Grief


I have had this topic on my heart for sometime, but I have put off writing on it. Firstly, because it is so present with me in this current season of my life, and I fear that I may have a completely different understanding of it when I eventually reach the point where it is not so raw. Secondly, because I tell myself that I am in no way an expert on grief, nor have I suffered anything close to what others have. Even 2 nights ago I sat down to start this blog, and stopped when I saw a story and photo of a mother cradling her stillborn child in her arms. As a mother of 2 healthy little girls, I cannot begin to comprehend that grief. I also cannot comprehend the grief of those who have suffered in war torn countries, where they have seen children and family members tortured or killed; I cannot even begin to understand their suffering.
However, the topic will not leave me alone and so here I am, putting my thoughts onto paper, in the hope that my grief, while different to another’s, is still valid, and may be an encouragement to another who is suffering, that they are not alone. I’ll make this ‘Part One’...I’m sure there will be a ‘Part Two’ someday.

STATED PROBLEM: From the grief text above, extract the passage between "However, the topic" and "a ‘Part Two’ someday.", inclusive.

DATA EXTRACT:
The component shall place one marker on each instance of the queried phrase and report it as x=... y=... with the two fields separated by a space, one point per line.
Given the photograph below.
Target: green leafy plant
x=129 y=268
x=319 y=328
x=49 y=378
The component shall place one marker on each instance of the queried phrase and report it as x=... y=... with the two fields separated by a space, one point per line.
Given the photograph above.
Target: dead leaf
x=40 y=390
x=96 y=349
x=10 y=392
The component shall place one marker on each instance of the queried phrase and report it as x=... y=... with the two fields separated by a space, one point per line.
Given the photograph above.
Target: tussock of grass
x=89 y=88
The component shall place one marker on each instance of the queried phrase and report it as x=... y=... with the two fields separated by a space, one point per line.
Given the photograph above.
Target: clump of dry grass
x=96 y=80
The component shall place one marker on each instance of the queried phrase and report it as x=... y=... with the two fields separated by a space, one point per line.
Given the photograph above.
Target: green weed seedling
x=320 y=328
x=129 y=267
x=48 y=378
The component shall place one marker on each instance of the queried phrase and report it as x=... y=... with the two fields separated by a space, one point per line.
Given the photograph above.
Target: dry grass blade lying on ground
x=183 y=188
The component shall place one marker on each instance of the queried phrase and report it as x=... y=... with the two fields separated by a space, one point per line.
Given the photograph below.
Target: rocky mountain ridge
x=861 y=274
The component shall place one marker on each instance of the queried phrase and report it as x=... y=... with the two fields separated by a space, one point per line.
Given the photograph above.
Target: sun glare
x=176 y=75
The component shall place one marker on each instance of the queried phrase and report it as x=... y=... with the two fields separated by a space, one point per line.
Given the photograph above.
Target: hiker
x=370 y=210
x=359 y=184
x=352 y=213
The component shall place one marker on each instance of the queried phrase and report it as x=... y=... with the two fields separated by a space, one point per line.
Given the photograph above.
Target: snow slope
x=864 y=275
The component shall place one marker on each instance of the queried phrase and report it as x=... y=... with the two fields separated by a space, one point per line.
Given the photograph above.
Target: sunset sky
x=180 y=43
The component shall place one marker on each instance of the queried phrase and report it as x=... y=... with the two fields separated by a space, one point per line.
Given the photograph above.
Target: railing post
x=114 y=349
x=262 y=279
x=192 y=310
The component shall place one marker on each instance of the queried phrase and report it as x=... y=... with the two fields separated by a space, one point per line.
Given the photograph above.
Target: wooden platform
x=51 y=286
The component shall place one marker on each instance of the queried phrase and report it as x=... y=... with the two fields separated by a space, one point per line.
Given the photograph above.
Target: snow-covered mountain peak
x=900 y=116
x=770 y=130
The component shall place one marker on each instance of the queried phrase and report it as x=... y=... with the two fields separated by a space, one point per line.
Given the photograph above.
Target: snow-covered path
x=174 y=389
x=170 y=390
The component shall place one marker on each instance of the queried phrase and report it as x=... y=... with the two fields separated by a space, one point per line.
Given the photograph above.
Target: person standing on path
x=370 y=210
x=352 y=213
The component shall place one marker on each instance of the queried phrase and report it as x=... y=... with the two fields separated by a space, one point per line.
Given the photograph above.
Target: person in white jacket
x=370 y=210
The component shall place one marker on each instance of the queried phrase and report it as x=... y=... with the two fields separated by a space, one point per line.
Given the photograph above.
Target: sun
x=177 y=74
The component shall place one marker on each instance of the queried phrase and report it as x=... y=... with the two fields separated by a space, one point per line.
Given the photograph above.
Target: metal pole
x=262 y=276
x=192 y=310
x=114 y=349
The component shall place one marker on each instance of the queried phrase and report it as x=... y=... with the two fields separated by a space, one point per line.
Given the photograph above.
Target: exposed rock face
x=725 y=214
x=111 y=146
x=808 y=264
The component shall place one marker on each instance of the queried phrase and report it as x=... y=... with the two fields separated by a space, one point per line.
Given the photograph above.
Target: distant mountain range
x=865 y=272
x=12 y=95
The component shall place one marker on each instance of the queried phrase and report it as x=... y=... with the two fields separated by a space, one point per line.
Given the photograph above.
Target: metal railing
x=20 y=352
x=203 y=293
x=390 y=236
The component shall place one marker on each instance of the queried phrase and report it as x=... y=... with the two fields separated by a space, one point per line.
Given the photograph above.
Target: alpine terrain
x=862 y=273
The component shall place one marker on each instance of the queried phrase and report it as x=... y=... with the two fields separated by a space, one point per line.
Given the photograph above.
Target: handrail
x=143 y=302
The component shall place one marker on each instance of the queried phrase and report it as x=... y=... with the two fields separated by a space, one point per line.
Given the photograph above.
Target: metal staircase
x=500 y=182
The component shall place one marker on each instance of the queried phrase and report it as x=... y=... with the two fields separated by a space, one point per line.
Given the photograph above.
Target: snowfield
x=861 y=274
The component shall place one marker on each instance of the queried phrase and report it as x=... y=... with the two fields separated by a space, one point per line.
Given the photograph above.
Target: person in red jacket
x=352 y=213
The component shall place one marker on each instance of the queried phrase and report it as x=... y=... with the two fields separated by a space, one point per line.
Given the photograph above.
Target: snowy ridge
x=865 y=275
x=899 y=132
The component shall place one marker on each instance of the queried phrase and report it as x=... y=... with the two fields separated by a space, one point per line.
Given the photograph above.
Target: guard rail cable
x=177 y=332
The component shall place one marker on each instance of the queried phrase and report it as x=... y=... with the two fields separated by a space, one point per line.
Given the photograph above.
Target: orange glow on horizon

TASK SOLUTION:
However, the topic will not leave me alone and so here I am, putting my thoughts onto paper, in the hope that my grief, while different to another’s, is still valid, and may be an encouragement to another who is suffering, that they are not alone. I’ll make this ‘Part One’...I’m sure there will be a ‘Part Two’ someday.